Quoted text —
>> BEGIN

Active Directory issues with ESXi 6.0 Update 2 and an automated fix

Lately VMware published two new Knowledge Base (KB) articles that should alarm all people using Active Directory (AD) authentication with their ESXi 6.0 hosts:
Let's have a closer look at these articles and make sure that you draw the right conclusions.

KB2145611

The first one looks very serious: The ESXi host becomes unresponsive and pretty much unmanageable, probably because of a resource issue that affects the hostd management daemon. All affected hosts have in common that they are joined to Active Directory for Authentication Services. Other than some related log entries from /var/log/vmkernel.log the KB article provides disturbingly little information about what exactly triggers the issue and how it might be prevented. Currently there is no resolution or workaround. Apparently VMware has not yet fully identified (or does not want to disclose) the root cause of the issue.

How should you deal with this if you know that you are using Active Directory Authentication with ESXi 6.0 hosts in critical production environments? Open a Support Request with VMware NOW - no matter whether you already have experienced the described issue or not!

>> END

Extracted material —
>> BEGIN

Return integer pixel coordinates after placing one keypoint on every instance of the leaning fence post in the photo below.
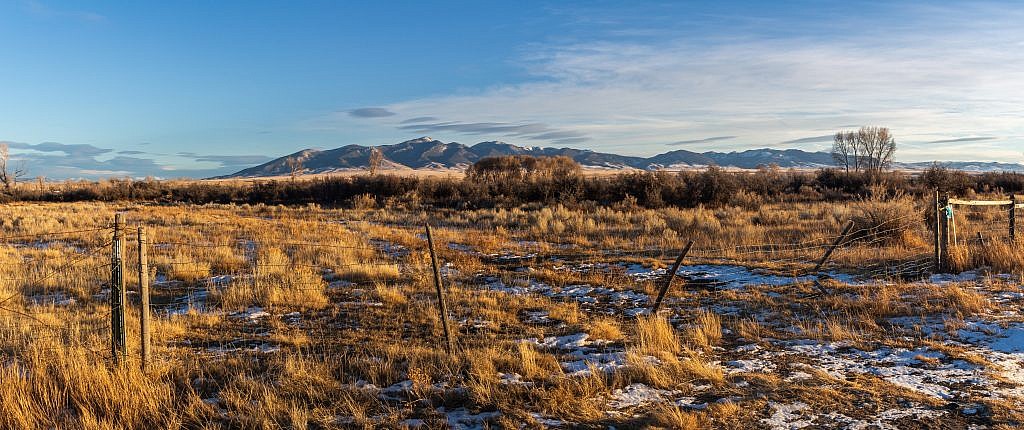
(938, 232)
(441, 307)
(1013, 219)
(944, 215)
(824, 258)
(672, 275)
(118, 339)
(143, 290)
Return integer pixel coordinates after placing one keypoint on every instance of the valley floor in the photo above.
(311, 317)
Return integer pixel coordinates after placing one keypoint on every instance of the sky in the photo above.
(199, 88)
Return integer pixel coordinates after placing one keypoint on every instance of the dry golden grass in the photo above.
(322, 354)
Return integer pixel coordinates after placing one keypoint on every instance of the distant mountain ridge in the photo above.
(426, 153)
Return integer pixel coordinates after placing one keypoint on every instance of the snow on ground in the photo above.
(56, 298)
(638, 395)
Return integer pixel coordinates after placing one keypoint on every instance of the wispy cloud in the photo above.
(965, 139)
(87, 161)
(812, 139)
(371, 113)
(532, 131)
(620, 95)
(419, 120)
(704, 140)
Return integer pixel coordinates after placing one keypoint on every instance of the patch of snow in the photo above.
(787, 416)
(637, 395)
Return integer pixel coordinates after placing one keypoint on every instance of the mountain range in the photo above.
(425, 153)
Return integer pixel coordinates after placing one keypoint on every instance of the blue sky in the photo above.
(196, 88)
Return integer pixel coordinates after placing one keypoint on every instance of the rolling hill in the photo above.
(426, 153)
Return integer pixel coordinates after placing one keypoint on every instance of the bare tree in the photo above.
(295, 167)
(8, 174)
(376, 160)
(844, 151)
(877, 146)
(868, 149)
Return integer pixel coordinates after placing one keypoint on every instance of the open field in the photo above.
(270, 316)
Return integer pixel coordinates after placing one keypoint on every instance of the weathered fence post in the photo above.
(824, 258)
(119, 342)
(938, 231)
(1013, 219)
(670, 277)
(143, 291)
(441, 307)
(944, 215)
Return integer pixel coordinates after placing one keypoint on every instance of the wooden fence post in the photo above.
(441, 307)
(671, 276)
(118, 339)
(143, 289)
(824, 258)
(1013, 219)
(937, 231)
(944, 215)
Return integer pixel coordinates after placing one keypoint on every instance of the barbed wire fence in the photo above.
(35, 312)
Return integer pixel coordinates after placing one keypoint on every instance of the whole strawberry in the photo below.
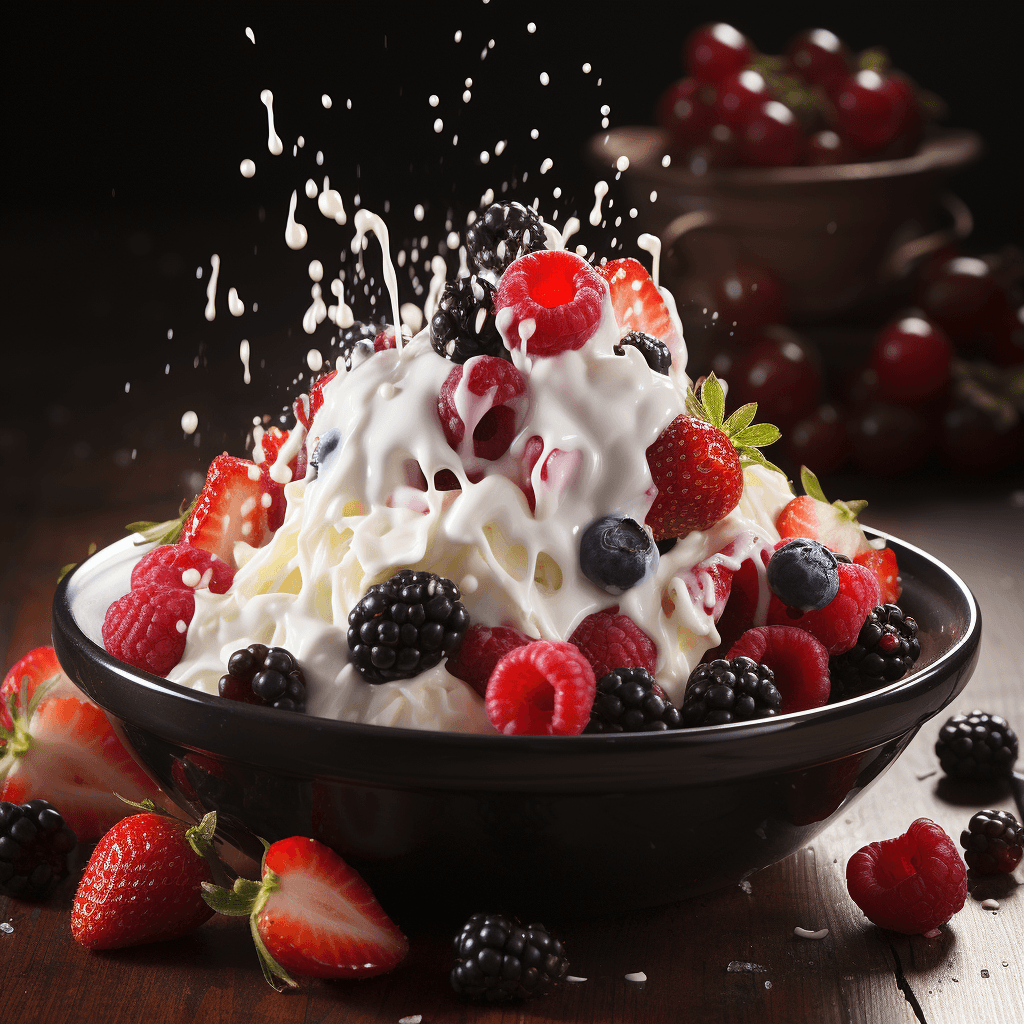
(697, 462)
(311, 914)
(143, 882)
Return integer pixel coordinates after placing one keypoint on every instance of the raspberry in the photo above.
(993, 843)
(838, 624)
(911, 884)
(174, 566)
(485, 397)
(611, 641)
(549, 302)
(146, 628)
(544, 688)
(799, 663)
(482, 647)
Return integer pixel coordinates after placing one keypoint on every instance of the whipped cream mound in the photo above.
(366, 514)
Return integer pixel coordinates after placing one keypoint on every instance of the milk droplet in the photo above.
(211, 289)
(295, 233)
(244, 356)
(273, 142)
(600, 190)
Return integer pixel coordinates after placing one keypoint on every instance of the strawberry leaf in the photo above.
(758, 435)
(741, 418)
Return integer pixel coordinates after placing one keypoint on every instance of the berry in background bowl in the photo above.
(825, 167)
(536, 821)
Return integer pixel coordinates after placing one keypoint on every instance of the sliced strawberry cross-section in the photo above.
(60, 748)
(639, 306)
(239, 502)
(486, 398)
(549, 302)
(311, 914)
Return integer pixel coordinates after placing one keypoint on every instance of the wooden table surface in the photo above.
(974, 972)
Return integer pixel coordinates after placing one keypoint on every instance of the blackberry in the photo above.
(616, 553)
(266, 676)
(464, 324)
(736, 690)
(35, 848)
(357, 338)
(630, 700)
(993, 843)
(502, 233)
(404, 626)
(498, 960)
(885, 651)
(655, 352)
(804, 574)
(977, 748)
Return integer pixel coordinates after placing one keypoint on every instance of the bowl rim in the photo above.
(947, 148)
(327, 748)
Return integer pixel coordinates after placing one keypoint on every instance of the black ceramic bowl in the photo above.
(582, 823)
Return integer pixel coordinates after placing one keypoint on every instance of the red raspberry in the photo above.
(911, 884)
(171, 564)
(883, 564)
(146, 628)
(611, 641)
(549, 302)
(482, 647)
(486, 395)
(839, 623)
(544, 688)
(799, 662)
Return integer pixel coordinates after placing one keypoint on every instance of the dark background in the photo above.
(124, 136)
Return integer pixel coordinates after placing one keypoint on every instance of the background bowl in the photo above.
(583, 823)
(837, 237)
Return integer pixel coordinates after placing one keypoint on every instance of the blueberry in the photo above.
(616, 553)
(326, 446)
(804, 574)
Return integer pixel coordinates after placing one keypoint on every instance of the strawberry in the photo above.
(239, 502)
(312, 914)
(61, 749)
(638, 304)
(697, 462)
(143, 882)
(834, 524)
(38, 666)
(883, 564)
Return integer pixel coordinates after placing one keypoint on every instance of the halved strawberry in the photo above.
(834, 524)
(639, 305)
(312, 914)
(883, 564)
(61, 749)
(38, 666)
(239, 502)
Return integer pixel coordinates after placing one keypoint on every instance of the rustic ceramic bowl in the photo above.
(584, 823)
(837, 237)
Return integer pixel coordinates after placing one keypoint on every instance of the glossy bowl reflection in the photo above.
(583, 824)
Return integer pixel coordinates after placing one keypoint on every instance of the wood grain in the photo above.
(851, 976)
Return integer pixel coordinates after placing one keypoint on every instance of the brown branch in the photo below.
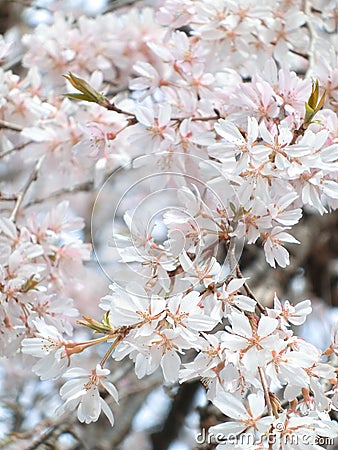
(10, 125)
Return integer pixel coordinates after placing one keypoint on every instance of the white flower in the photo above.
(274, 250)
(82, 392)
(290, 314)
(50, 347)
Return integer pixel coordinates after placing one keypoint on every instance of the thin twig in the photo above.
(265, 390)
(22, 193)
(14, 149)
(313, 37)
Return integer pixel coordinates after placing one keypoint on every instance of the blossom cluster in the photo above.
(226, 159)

>> END
>> BEGIN

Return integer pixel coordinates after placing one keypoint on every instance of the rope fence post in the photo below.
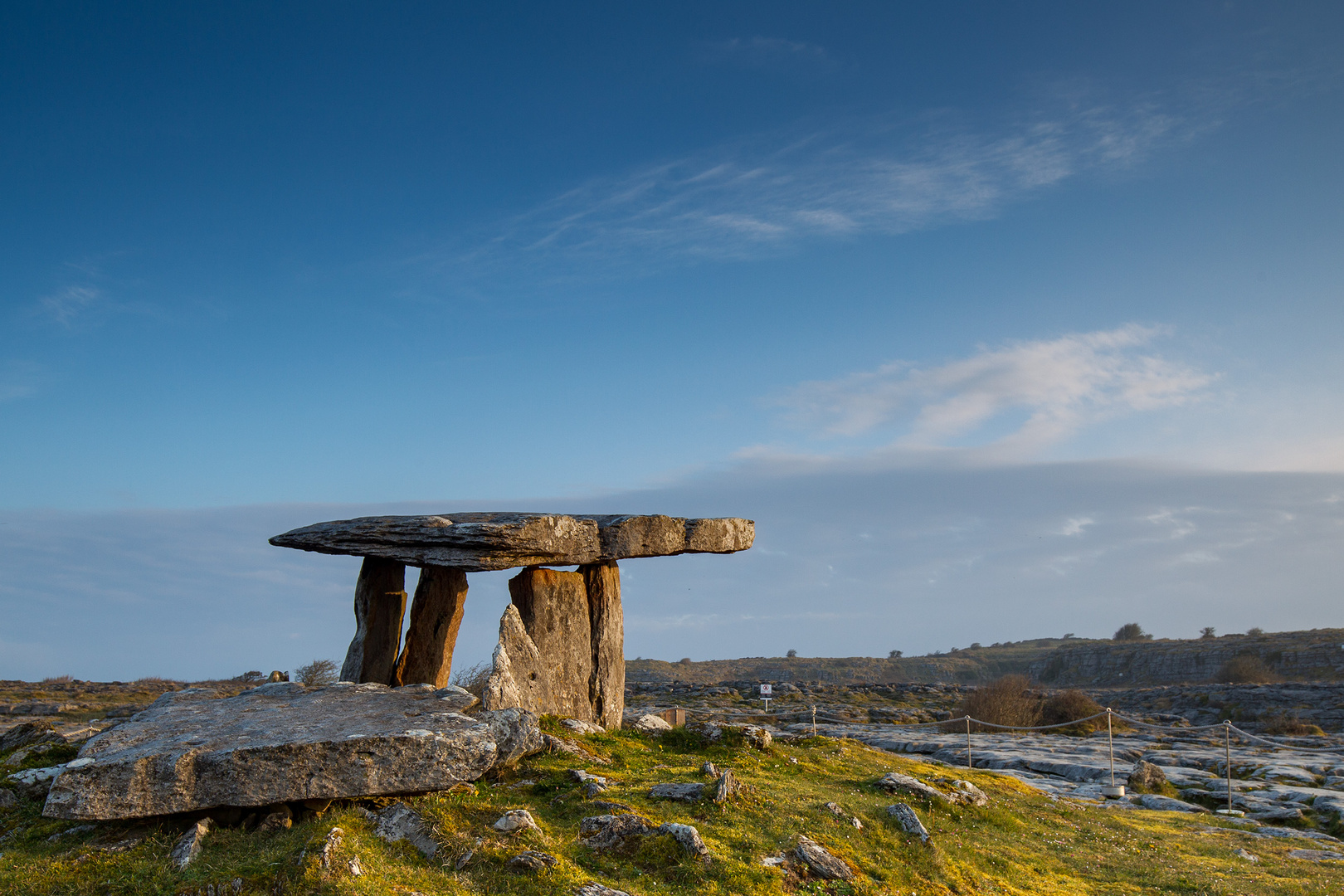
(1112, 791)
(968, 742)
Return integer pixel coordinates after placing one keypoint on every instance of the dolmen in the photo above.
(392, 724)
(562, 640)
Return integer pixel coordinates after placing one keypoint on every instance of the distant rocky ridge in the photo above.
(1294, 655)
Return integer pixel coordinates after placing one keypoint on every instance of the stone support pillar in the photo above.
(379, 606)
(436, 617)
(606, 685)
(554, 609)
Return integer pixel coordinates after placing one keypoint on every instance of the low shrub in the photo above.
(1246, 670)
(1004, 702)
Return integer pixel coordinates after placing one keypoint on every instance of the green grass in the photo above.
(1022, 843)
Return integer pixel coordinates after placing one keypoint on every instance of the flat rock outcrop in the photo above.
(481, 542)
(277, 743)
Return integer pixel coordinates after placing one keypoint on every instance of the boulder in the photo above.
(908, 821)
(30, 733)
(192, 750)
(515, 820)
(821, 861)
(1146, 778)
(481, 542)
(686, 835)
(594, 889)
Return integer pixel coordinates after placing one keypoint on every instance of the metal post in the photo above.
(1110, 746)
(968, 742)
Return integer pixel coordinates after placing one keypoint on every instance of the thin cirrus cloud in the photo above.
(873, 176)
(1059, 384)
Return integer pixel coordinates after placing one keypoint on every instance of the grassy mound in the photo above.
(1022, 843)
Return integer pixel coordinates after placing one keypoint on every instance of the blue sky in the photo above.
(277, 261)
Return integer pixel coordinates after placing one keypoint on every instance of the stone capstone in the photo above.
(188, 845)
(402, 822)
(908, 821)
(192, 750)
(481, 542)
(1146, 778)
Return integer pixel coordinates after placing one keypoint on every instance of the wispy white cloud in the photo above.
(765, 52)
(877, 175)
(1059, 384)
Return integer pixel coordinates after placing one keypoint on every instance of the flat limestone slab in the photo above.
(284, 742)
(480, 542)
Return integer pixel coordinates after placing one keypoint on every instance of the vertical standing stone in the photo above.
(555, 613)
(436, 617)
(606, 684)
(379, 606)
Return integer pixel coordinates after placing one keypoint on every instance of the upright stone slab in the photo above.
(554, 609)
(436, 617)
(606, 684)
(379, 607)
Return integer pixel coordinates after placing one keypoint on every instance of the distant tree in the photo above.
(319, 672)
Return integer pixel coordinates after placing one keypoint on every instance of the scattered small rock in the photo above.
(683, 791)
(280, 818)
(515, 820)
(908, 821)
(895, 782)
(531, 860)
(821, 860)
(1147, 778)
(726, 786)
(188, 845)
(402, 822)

>> END

Written instruction 1 —
Update the ESXi Active Directory article from the words "Lately VMware published" through "of the issue.", putting "vpxa agent" wherever "hostd management daemon" appears.
Written instruction 2 —
Carry the ESXi Active Directory article forward, continuing after its final sentence.

Right answer 1 —
Lately VMware published two new Knowledge Base (KB) articles that should alarm all people using Active Directory (AD) authentication with their ESXi 6.0 hosts:
Let's have a closer look at these articles and make sure that you draw the right conclusions.

KB2145611

The first one looks very serious: The ESXi host becomes unresponsive and pretty much unmanageable, probably because of a resource issue that affects the vpxa agent. All affected hosts have in common that they are joined to Active Directory for Authentication Services. Other than some related log entries from /var/log/vmkernel.log the KB article provides disturbingly little information about what exactly triggers the issue and how it might be prevented. Currently there is no resolution or workaround. Apparently VMware has not yet fully identified (or does not want to disclose) the root cause of the issue.

Right answer 2 —
If you already have run into this issue then VMware Support will probably be able and willing to share a workaround with you that they do not want share publicly in the KB (for whatever reason). If you have not already experienced the issue then VMware Support might be willing to share further information about what type of environments are prone to this issue, or they might even look at your environment for early (undocumented) indicators of the issues.

If you are lucky then the outcome of the support call will be that your environment is not prone to this issue, or you will be able to check for early indicators and already know suitable countermeasures.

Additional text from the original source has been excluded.